### [Work to complete]
Quote all entries in full, exactly.

### [Data lines]
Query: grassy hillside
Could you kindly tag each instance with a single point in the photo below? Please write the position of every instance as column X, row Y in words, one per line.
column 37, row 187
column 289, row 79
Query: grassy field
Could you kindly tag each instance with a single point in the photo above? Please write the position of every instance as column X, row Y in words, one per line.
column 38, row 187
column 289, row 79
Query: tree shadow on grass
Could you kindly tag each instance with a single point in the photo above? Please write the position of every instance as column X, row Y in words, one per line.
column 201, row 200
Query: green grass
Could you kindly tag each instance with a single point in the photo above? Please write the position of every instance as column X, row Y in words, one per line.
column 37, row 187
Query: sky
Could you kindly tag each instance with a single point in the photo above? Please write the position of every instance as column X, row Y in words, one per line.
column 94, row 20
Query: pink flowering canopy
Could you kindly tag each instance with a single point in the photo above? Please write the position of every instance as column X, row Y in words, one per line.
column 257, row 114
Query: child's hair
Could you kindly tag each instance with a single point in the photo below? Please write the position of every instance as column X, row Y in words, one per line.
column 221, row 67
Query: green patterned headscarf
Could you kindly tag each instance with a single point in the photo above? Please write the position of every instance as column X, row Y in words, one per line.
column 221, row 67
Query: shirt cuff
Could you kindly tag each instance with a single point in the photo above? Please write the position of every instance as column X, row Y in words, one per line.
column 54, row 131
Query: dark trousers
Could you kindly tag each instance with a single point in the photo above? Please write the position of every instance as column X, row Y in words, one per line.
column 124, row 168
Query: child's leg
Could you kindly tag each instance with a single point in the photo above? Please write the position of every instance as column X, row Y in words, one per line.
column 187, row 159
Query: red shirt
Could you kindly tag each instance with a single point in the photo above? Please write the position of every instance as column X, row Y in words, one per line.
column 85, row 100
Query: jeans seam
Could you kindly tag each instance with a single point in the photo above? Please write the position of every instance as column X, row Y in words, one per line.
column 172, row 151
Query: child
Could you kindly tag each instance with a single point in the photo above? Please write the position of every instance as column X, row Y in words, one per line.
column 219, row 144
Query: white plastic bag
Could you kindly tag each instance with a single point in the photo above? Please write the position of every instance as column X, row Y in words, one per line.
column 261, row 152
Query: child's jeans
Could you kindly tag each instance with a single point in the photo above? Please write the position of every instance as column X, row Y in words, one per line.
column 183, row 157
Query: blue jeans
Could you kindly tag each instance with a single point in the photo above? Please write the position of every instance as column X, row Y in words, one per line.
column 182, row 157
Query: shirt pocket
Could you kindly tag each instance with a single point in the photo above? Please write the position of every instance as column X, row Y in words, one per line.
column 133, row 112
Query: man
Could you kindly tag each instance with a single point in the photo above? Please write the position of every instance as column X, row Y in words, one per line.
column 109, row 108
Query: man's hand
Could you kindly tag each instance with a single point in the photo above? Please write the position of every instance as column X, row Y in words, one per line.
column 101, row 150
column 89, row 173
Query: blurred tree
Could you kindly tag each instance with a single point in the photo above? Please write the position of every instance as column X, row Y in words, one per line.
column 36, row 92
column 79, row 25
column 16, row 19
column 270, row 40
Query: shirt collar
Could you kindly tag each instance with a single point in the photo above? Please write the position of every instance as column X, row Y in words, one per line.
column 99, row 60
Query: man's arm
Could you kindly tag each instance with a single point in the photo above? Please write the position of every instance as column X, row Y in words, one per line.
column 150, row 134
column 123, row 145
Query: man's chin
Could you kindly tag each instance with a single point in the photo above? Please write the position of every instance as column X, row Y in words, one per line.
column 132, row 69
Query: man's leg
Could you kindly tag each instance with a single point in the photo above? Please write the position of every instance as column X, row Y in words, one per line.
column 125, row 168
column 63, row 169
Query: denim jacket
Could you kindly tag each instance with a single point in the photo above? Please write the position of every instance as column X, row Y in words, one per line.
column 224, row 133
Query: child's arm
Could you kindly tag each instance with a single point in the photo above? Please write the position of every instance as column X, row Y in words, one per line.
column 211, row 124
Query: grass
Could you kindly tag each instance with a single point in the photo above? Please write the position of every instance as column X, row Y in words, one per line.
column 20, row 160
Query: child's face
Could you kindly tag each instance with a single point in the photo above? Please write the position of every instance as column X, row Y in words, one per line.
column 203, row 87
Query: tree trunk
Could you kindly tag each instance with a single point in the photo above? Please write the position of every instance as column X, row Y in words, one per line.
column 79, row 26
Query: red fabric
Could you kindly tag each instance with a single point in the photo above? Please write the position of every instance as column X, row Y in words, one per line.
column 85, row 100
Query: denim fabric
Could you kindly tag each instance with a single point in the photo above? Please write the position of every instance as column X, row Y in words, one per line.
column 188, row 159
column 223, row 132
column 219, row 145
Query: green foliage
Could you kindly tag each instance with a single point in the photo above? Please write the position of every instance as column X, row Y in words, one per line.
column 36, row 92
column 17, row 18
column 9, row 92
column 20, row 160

### [Full response]
Query: grassy hillside
Could you kindly tag each instance with a single point in the photo below? Please write the position of every instance as column X, row Y in words, one per line.
column 37, row 187
column 289, row 79
Query: grassy field
Could you kindly tag each instance with a single point in the photo above? Please write the position of every instance as column X, row Y in words, one per line.
column 38, row 187
column 289, row 79
Query: tree shadow on grass
Could you kindly tag each instance with a single point in the photo above? Please write the position of every instance as column X, row Y in words, one per line.
column 201, row 200
Query: green grass
Could you kindly tag each instance with a single point in the photo above? Please write the position of every instance as column X, row Y in words, one per line.
column 37, row 187
Query: sky
Could you kindly tag each instance with a single point in the photo above? Please write the position of every instance as column X, row Y in words, one per line.
column 94, row 20
Query: pink flowering canopy
Could you kindly tag each instance with a single point in the photo above? Please write the position of every instance as column X, row Y in words, one per line.
column 257, row 114
Query: child's hair
Could you kindly tag each instance with a single point in the photo below? Please write the position of every instance as column X, row Y in words, one per line.
column 221, row 67
Query: green patterned headscarf
Could you kindly tag each instance with a single point in the photo above? Please write the position of every instance as column X, row Y in words, one per line.
column 221, row 67
Query: shirt cuff
Could you kindly tag each instance with a single point in the photo above? Please write the position of every instance as column X, row Y in words, one per line.
column 54, row 131
Query: dark trousers
Could you kindly tag each instance with a single point in the photo above? Please write the position of every instance as column X, row Y in words, one per line.
column 124, row 168
Query: child's leg
Could you kindly tag each instance with a single point in the photo above? Please write the position of every instance as column X, row Y in words, one per line.
column 187, row 159
Query: red shirt
Could you kindly tag each instance with a single point in the photo above? Please write the position of every instance as column X, row Y in words, one per line.
column 85, row 100
Query: jeans seam
Could you kindly tag each instance with a single point in the photo above? Please write the position of every instance as column X, row Y in words, one per line.
column 172, row 151
Query: child
Could you kindly tag each instance with a single point in the photo above? Please write the position of every instance as column X, row Y in words, one per line.
column 219, row 144
Query: white plastic bag
Could you kindly tag each instance with a single point in the photo above? Please write the position of every instance as column X, row Y in words, one per line.
column 261, row 152
Query: child's jeans
Could you kindly tag each instance with a single point in the photo above? Please write the position of every instance as column X, row Y in words, one per line.
column 183, row 157
Query: blue jeans
Could you kindly tag each instance with a single point in the photo above? Please write the position of every instance as column X, row Y in words, one per line.
column 182, row 157
Query: shirt pocket
Could you kindly tag each instance with a single point in the photo above? Please write the position of every instance as column X, row Y in words, one per line.
column 133, row 112
Query: man
Could you kindly tag each instance with a single point in the photo above? Please write the position of every instance as column X, row Y in words, one per line.
column 109, row 108
Query: man's hand
Could you kindly tag each instance with a single point in the photo above? Please write the position of every instance as column X, row Y in words, one per line.
column 101, row 150
column 89, row 173
Query: blurred tree
Could you kindly tag each instance with a single point in the photo above? Please write the position of every instance as column X, row Y in words, one per line.
column 36, row 92
column 79, row 25
column 16, row 19
column 270, row 40
Query: shirt collar
Could you kindly tag each instance with a single point in the photo above? Please write the position of every instance as column X, row Y in words, one per line.
column 99, row 60
Query: man's arm
Could you kindly tag each instance with a single point in the photo above? Please write the position of every instance as column X, row Y in words, one per line.
column 150, row 134
column 123, row 145
Query: man's chin
Could you kindly tag each instance with a single point in the photo above? Please write the position of every instance as column X, row Y in words, one per line.
column 132, row 69
Query: man's leg
Could you kindly tag each instance with a single point in the photo above? Please write the position of every instance as column X, row Y in words, one per line.
column 125, row 168
column 63, row 169
Query: denim jacket
Could you kindly tag each instance with a single point in the photo above? Please write the position of every instance as column X, row Y in words, one per line.
column 224, row 133
Query: child's arm
Could you kindly tag each instance with a single point in the photo above? Please write the position of every instance as column X, row Y in words, one per line.
column 211, row 124
Query: grass
Could you kindly tag each instance with a single point in the photo above? Please write the position of every instance as column X, row Y in words, one per line.
column 20, row 160
Query: child's face
Could you kindly tag each instance with a single point in the photo above? Please write the position of every instance as column X, row Y in words, one per line.
column 203, row 87
Query: tree trunk
Could you kindly tag each instance with a single point in the photo above? Please write the position of every instance as column X, row Y in words, one per line.
column 79, row 26
Query: red fabric
Could you kindly tag each instance with a single point in the photo above? Please write the position of every instance as column X, row Y in words, one per line.
column 85, row 100
Query: denim fabric
Could you kindly tag each instance with a single point in the photo above? Please write the position of every instance as column X, row Y in words, one per line.
column 188, row 159
column 223, row 132
column 219, row 145
Query: green foliage
Could you kindly tag each instance with a single point in the photo above? Please write the position of every instance as column X, row Y in words, one per line.
column 36, row 92
column 17, row 18
column 9, row 92
column 20, row 160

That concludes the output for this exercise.